Quoted text:
-------------------------

Where does the expected value definition come from?

Question

The definition of the expected value on the domain $[a,b]$ is given by

$$E[X] := \int_a^b x f(x) \, \mathrm dx $$

I understand what the mean is, but I don't fully understand how this specific equation gives you the mean. How can I understand this without just taking it at face value?

[This post](https://stats.stackexchange.com/a/133370/22228) graphically shows the relationship between a sum an an integral, though it's to show why $\sum p(x)$ is analogous to $\int f(x) dx$ the concept for why $\sum xp(x)$ = $\int f(x) dx$ is similar. — Silverfish, Jul 03 '20 at 19:43
Could you give us more detail as to what's tripping you up? Is it that there's an $x$ in there? — Filip Milovanović, Jul 04 '20 at 10:45
I don't like to close upvoted questions with multiple answers, but in this case there is a clear duplicate. Moreover, although it has only [one answer,](https://stats.stackexchange.com/a/398918/919) it's a great answer that covers all the ground in the answers here and more. Additional explanation is available in the secondary duplicate threads. — whuber, Jul 04 '20 at 15:54

score 7 · Accepted Answer · edited Jul 03 '20 at 11:59

It's analogous to the discrete version. It's generally useful to think $P(X=x)\approx f(x)\Delta x$ in the continuous case. In the limiting case, as $\Delta x$ goes to $0$, this probability is $0$. So, the expected value will be $$E[X]\ \approx \sum x\ P(X=x)\ =\ \sum_{x\in\{a,a+\Delta x,...,b\}} x\ f(x)\Delta x$$ If you take the limiting case, this is going to be the original integral. Note that, this is not a formal proof, (e.g. $f(x)$ is Riemann integrable here), but an intuitive argument connecting continuous and discrete cases.

-------------------------

Tasks to perform:
(a) Copy the expected-value thread word for word between "It's analogous to" and "and discrete cases.", inclusive.
(b) Extend the expected-value thread past its last sentence.
The entries that come next are separate material with no connection to the expected-value thread.

-------------------------

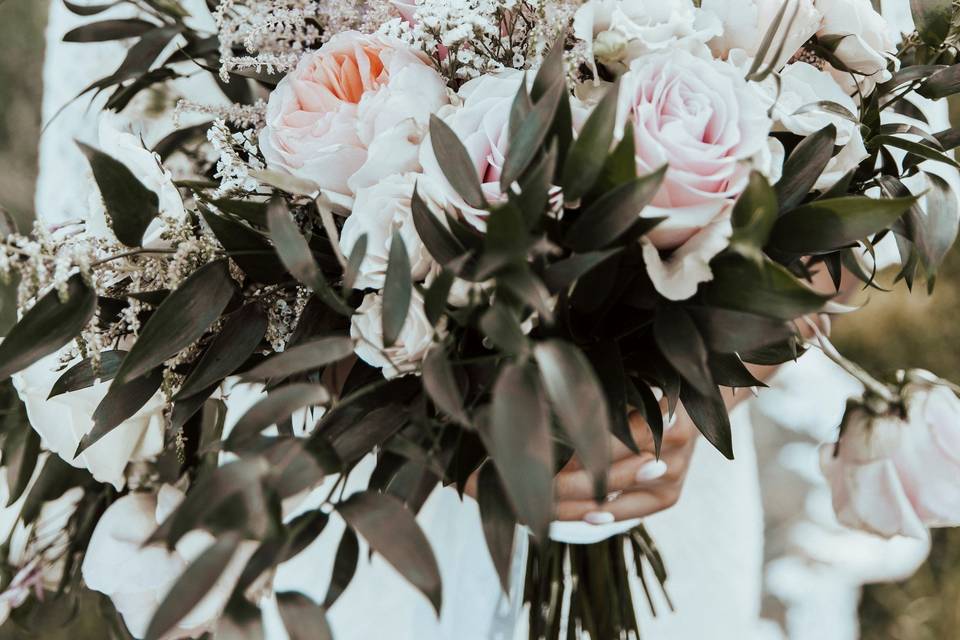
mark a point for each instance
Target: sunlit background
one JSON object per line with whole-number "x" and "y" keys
{"x": 926, "y": 329}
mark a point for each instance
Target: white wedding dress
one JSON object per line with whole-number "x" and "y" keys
{"x": 713, "y": 540}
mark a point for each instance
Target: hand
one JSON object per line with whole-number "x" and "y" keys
{"x": 638, "y": 485}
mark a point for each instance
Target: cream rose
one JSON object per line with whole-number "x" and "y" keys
{"x": 137, "y": 577}
{"x": 617, "y": 32}
{"x": 893, "y": 475}
{"x": 746, "y": 23}
{"x": 378, "y": 211}
{"x": 416, "y": 337}
{"x": 866, "y": 46}
{"x": 700, "y": 119}
{"x": 351, "y": 113}
{"x": 62, "y": 422}
{"x": 482, "y": 123}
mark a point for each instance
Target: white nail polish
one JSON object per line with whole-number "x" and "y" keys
{"x": 599, "y": 517}
{"x": 651, "y": 471}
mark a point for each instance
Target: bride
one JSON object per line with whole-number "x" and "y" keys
{"x": 704, "y": 512}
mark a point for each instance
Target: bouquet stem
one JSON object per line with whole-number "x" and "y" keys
{"x": 584, "y": 591}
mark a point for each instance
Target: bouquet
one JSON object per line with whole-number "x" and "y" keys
{"x": 467, "y": 238}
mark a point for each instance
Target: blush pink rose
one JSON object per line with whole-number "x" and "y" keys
{"x": 699, "y": 118}
{"x": 893, "y": 475}
{"x": 351, "y": 113}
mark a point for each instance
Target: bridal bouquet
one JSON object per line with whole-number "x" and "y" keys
{"x": 468, "y": 238}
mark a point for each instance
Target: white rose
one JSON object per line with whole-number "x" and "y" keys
{"x": 482, "y": 124}
{"x": 118, "y": 140}
{"x": 867, "y": 45}
{"x": 62, "y": 422}
{"x": 416, "y": 337}
{"x": 746, "y": 23}
{"x": 137, "y": 577}
{"x": 897, "y": 476}
{"x": 351, "y": 113}
{"x": 801, "y": 85}
{"x": 617, "y": 32}
{"x": 378, "y": 211}
{"x": 701, "y": 119}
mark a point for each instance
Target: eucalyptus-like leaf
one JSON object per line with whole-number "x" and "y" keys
{"x": 589, "y": 153}
{"x": 517, "y": 435}
{"x": 614, "y": 213}
{"x": 683, "y": 346}
{"x": 182, "y": 318}
{"x": 122, "y": 402}
{"x": 191, "y": 587}
{"x": 296, "y": 256}
{"x": 47, "y": 326}
{"x": 303, "y": 618}
{"x": 279, "y": 405}
{"x": 392, "y": 531}
{"x": 456, "y": 164}
{"x": 499, "y": 523}
{"x": 827, "y": 225}
{"x": 441, "y": 384}
{"x": 130, "y": 205}
{"x": 397, "y": 291}
{"x": 579, "y": 403}
{"x": 84, "y": 375}
{"x": 105, "y": 30}
{"x": 237, "y": 341}
{"x": 767, "y": 289}
{"x": 804, "y": 167}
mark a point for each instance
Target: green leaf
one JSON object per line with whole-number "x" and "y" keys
{"x": 242, "y": 333}
{"x": 250, "y": 249}
{"x": 754, "y": 215}
{"x": 180, "y": 320}
{"x": 296, "y": 256}
{"x": 456, "y": 164}
{"x": 580, "y": 404}
{"x": 441, "y": 385}
{"x": 498, "y": 521}
{"x": 805, "y": 165}
{"x": 933, "y": 19}
{"x": 190, "y": 588}
{"x": 767, "y": 289}
{"x": 615, "y": 213}
{"x": 438, "y": 240}
{"x": 47, "y": 326}
{"x": 308, "y": 356}
{"x": 122, "y": 402}
{"x": 391, "y": 530}
{"x": 682, "y": 345}
{"x": 397, "y": 291}
{"x": 344, "y": 566}
{"x": 106, "y": 30}
{"x": 83, "y": 375}
{"x": 303, "y": 618}
{"x": 709, "y": 414}
{"x": 827, "y": 225}
{"x": 518, "y": 438}
{"x": 503, "y": 329}
{"x": 588, "y": 155}
{"x": 280, "y": 404}
{"x": 130, "y": 205}
{"x": 531, "y": 135}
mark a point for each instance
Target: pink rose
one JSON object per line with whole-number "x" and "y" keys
{"x": 699, "y": 118}
{"x": 351, "y": 113}
{"x": 893, "y": 475}
{"x": 482, "y": 124}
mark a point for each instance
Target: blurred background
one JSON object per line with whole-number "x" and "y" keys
{"x": 925, "y": 607}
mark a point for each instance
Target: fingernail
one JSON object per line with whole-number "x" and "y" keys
{"x": 599, "y": 517}
{"x": 651, "y": 471}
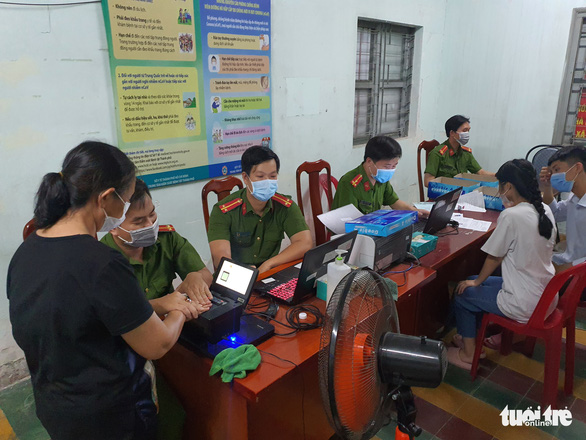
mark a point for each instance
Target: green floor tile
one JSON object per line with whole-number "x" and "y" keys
{"x": 18, "y": 405}
{"x": 496, "y": 395}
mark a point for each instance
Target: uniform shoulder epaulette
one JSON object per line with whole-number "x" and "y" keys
{"x": 229, "y": 206}
{"x": 354, "y": 182}
{"x": 285, "y": 201}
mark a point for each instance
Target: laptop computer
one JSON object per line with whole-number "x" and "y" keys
{"x": 293, "y": 284}
{"x": 440, "y": 214}
{"x": 231, "y": 289}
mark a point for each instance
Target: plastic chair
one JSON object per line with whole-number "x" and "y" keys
{"x": 570, "y": 282}
{"x": 222, "y": 187}
{"x": 541, "y": 155}
{"x": 28, "y": 229}
{"x": 316, "y": 181}
{"x": 427, "y": 146}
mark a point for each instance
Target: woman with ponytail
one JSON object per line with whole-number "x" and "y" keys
{"x": 522, "y": 244}
{"x": 77, "y": 310}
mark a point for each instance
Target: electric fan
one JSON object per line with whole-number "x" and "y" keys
{"x": 366, "y": 365}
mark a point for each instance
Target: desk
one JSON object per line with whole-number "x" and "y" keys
{"x": 455, "y": 258}
{"x": 278, "y": 400}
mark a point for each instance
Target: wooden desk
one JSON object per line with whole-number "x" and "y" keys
{"x": 455, "y": 258}
{"x": 278, "y": 400}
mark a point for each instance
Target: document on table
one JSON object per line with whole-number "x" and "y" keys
{"x": 471, "y": 223}
{"x": 473, "y": 202}
{"x": 336, "y": 219}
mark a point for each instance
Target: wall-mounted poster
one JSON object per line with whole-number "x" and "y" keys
{"x": 191, "y": 82}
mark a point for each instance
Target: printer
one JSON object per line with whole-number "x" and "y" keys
{"x": 379, "y": 253}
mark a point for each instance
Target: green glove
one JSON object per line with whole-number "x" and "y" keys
{"x": 235, "y": 362}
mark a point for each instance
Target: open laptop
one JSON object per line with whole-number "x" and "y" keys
{"x": 293, "y": 284}
{"x": 231, "y": 286}
{"x": 440, "y": 214}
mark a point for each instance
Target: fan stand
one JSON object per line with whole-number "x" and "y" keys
{"x": 406, "y": 412}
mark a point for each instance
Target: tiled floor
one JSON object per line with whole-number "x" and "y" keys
{"x": 458, "y": 409}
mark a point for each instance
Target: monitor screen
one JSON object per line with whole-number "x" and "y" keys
{"x": 234, "y": 277}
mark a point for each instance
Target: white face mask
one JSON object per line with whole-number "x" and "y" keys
{"x": 506, "y": 202}
{"x": 143, "y": 237}
{"x": 113, "y": 222}
{"x": 464, "y": 137}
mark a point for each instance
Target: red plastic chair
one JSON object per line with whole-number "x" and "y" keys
{"x": 427, "y": 146}
{"x": 549, "y": 329}
{"x": 316, "y": 181}
{"x": 222, "y": 188}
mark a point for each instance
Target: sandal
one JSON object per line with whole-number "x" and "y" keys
{"x": 493, "y": 342}
{"x": 454, "y": 359}
{"x": 457, "y": 341}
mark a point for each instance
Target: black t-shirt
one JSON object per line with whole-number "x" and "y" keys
{"x": 70, "y": 300}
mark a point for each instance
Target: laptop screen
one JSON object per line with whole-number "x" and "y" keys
{"x": 234, "y": 280}
{"x": 234, "y": 276}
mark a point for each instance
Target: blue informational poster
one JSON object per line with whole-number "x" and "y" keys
{"x": 191, "y": 84}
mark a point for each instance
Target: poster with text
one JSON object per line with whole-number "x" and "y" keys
{"x": 191, "y": 82}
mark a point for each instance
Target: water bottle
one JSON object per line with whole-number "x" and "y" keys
{"x": 336, "y": 271}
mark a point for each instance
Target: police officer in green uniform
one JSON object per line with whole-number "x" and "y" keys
{"x": 453, "y": 157}
{"x": 367, "y": 186}
{"x": 248, "y": 225}
{"x": 156, "y": 254}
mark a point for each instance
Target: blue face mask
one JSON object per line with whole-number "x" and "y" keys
{"x": 559, "y": 181}
{"x": 263, "y": 190}
{"x": 383, "y": 175}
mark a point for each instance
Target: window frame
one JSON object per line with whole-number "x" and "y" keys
{"x": 381, "y": 32}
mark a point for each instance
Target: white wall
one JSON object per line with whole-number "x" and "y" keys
{"x": 499, "y": 62}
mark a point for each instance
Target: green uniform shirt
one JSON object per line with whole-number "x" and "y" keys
{"x": 169, "y": 255}
{"x": 444, "y": 162}
{"x": 355, "y": 188}
{"x": 254, "y": 239}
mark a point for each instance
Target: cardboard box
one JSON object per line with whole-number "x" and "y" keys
{"x": 382, "y": 223}
{"x": 443, "y": 185}
{"x": 491, "y": 198}
{"x": 483, "y": 180}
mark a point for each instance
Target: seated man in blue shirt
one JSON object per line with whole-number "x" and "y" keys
{"x": 565, "y": 173}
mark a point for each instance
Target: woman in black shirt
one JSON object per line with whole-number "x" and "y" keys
{"x": 77, "y": 310}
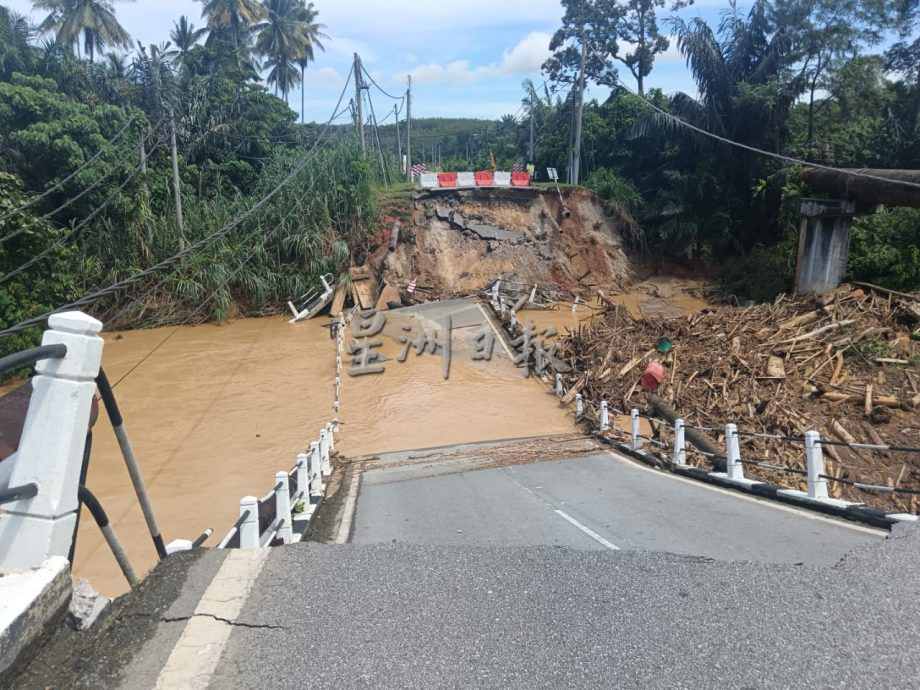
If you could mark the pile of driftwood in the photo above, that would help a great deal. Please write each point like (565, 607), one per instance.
(846, 364)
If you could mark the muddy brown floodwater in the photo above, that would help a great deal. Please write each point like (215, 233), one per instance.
(218, 410)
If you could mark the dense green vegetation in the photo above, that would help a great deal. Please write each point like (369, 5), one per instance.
(829, 81)
(77, 214)
(268, 203)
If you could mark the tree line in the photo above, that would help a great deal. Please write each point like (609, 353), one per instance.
(835, 82)
(87, 185)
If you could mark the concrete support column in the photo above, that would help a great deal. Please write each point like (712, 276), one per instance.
(283, 507)
(817, 486)
(680, 443)
(249, 527)
(317, 487)
(51, 447)
(635, 429)
(303, 475)
(324, 453)
(733, 467)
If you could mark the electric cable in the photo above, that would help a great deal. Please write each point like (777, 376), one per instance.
(86, 164)
(205, 242)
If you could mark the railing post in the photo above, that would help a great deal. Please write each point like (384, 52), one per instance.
(51, 446)
(249, 527)
(316, 472)
(635, 429)
(733, 467)
(680, 443)
(817, 485)
(303, 476)
(324, 453)
(283, 507)
(330, 436)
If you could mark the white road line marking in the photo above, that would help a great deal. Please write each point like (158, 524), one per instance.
(590, 532)
(194, 659)
(348, 513)
(766, 502)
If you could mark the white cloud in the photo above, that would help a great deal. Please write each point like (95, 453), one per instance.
(325, 76)
(527, 56)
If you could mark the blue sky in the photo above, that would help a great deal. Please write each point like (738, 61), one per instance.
(468, 58)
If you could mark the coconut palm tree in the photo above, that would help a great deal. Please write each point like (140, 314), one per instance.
(185, 36)
(314, 33)
(91, 22)
(282, 39)
(16, 53)
(232, 18)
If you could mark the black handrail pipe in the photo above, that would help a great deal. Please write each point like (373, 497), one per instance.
(27, 358)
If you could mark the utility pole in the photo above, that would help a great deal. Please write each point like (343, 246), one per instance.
(398, 138)
(359, 103)
(145, 190)
(409, 130)
(576, 153)
(530, 160)
(177, 190)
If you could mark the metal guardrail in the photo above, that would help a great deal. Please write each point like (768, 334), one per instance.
(675, 454)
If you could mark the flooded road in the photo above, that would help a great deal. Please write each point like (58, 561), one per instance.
(218, 410)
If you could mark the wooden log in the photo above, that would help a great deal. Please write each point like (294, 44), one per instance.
(697, 438)
(394, 236)
(884, 400)
(606, 300)
(805, 319)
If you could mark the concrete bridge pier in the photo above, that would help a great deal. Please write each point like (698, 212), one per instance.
(824, 244)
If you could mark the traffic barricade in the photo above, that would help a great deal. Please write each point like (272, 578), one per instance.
(485, 178)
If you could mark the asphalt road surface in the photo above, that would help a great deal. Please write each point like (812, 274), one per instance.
(597, 501)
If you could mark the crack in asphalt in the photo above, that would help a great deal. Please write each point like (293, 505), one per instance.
(236, 624)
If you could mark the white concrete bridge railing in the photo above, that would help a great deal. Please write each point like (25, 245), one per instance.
(50, 454)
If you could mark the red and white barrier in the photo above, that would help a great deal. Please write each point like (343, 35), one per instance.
(486, 178)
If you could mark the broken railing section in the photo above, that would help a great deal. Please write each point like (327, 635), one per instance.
(728, 461)
(282, 515)
(312, 302)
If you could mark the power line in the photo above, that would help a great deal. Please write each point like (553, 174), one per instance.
(86, 164)
(769, 154)
(380, 88)
(188, 319)
(60, 242)
(96, 183)
(192, 248)
(165, 279)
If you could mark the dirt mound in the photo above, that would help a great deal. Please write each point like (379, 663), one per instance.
(846, 364)
(458, 242)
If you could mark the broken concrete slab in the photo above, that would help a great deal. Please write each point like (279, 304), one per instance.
(490, 232)
(31, 601)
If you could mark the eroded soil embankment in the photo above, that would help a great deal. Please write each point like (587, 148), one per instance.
(456, 243)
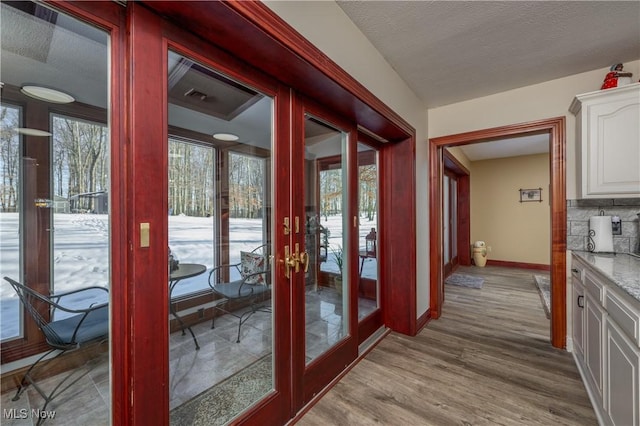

-------------------------

Answers to the tasks:
(a)
It's analogous to the discrete version. It's generally useful to think $P(X=x)\approx f(x)\Delta x$ in the continuous case. In the limiting case, as $\Delta x$ goes to $0$, this probability is $0$. So, the expected value will be $$E[X]\ \approx \sum x\ P(X=x)\ =\ \sum_{x\in\{a,a+\Delta x,...,b\}} x\ f(x)\Delta x$$ If you take the limiting case, this is going to be the original integral. Note that, this is not a formal proof, (e.g. $f(x)$ is Riemann integrable here), but an intuitive argument connecting continuous and discrete cases.

(b)
Dilip Sarwate · Answer 2 · 2020-07-04T15:20:42.340

Consider a discrete random variable $X$ taking on values $x_1, x_2, \cdots, x_n$ with positive probabilities $p_1, p_2, \ldots, p_n$ respectively. Two shibboleths that statisticians don't just murmur but instead shout from the rooftops are that probabilities are nothing but long-term frequencies, and that an event of probability $p$ will occur approximately $pN$ times in $N$ independent trials of the experiment, especially when $N$ is large. So suppose that the experiment haas been conducted $N$ times where $N$ is whatever number one thinks of as large (hopefully much larger than $\frac{1}{\min_i p_i}$), resulting in $X$ taking on values $X_1, X_2, \cdots, X_N$ where, of course, each $X_i \in \{x_1, x_2, \cdots, x_n\}$. Thus, the average observed value of $X$ on these $N$ trials is $$\text{average observed value of } X = \frac{X_1+X_2+ \cdots + X_N}{N}.\tag{1}$$ Now, one way of computing the right side of $(1)$ is to add up the $N$ numbers and divide the sum by $N$, but another way is to note that some number $N_1$ of the $X_i$ have value $x_1$, some number $N_2$ of the $X_i$ have value $x_2$, and so on, where, of course, $\sum_{i=1}^n N_i = N$. Thus, we get that \begin{align} \text{average observed value of } X &= \frac{X_1+X_2+ \cdots + X_N}{N}\\ &= \frac{N_1x_1 + N_2x_2 + \cdots + N_n x_n}{N}\\ &\approx \frac{(p_1N)x_1 + (p_2N)x_2 + \cdots + (p_nN) x_n}{N}\\ &= \sum_{i=1}^n p_i x_i.\tag{2} \end{align} In short, the average observed value of a discrete random variable $X$ over a very large number of independent trials of the experiment can be expected to be close to $\sum_{i=1}^n p_i x_i$ and so we define the average, or the expected value, or expectation of $X$ as $\sum_{i=1}^n p_i x_i$ and denote this number by $E[X]$ or $\mathbb E[X]$.

The expectation of a discrete random variable $X$ taking on values $x_1, x_2, \cdots, x_n$ with positive probabilities $p_1, p_2, \ldots, p_n$ respectively is denoted as $E[X]$ and is given by $$E[X] = \sum_{i=1}^n p_i x_i. \tag{3}$$

Sadists amongst us even call this number the mean of $X$ so that they can later enjoy the pleasure of demeaning $X$.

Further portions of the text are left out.